Task –
Looking through the material below, say how many lines contain the string "flower" and add nothing more.

Data to use –
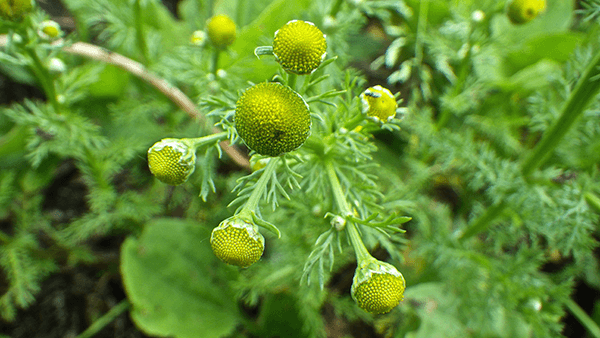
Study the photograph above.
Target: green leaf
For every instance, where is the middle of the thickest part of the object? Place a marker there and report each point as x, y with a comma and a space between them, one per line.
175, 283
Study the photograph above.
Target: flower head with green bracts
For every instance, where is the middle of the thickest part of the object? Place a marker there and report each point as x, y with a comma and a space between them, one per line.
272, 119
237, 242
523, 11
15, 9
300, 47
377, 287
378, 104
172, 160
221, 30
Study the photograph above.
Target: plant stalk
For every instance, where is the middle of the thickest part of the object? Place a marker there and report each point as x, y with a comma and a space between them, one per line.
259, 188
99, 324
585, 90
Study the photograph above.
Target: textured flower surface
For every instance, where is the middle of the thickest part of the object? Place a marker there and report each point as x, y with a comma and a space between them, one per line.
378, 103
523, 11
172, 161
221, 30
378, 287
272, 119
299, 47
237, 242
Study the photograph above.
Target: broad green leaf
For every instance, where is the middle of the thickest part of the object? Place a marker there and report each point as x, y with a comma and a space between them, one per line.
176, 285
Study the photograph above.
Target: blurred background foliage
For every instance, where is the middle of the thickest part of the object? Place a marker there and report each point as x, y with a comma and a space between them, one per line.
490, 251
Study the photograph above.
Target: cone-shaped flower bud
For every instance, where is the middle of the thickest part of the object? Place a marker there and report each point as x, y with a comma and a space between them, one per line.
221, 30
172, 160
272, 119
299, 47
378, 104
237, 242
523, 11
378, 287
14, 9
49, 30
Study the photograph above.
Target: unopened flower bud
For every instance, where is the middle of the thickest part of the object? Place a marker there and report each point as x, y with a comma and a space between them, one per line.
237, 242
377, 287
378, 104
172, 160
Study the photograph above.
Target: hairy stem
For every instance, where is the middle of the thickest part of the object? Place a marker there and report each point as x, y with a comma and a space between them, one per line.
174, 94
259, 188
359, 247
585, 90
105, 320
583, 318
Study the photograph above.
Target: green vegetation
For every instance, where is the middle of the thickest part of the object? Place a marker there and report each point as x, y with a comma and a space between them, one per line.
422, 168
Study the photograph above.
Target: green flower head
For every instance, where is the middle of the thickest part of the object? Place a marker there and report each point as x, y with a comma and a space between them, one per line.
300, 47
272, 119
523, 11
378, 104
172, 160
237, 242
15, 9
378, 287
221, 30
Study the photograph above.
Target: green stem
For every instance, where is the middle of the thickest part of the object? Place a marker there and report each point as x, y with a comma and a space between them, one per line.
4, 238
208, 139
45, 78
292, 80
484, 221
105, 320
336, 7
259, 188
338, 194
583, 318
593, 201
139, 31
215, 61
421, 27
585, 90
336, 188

Answer below –
5